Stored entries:
>>>>>
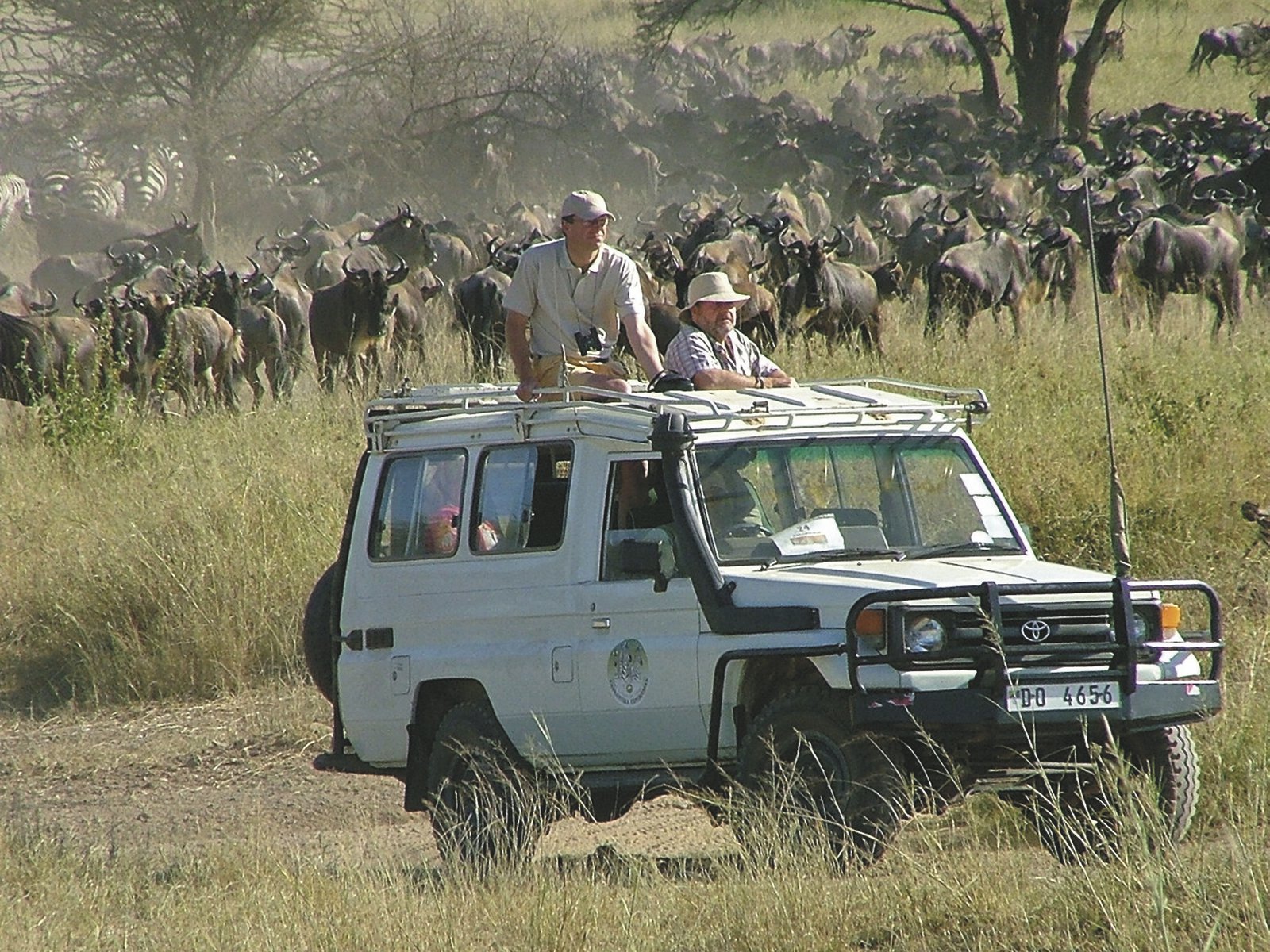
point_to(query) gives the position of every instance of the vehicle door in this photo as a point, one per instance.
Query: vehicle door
(637, 651)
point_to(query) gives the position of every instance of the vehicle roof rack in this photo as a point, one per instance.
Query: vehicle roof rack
(867, 400)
<<<<<
EXERCISE GOAL: Copy the lines above word for word, leaving out the pictures.

REPLY TO THE TASK:
point_to(query) gives the position of every instance of the vehicle door in this photo as a point, one per instance.
Query: vehicle door
(637, 651)
point_to(query) gives the position of every instance of the vehicle roof rack in this photo as a point, one per instance.
Query: vehicle roof rack
(867, 400)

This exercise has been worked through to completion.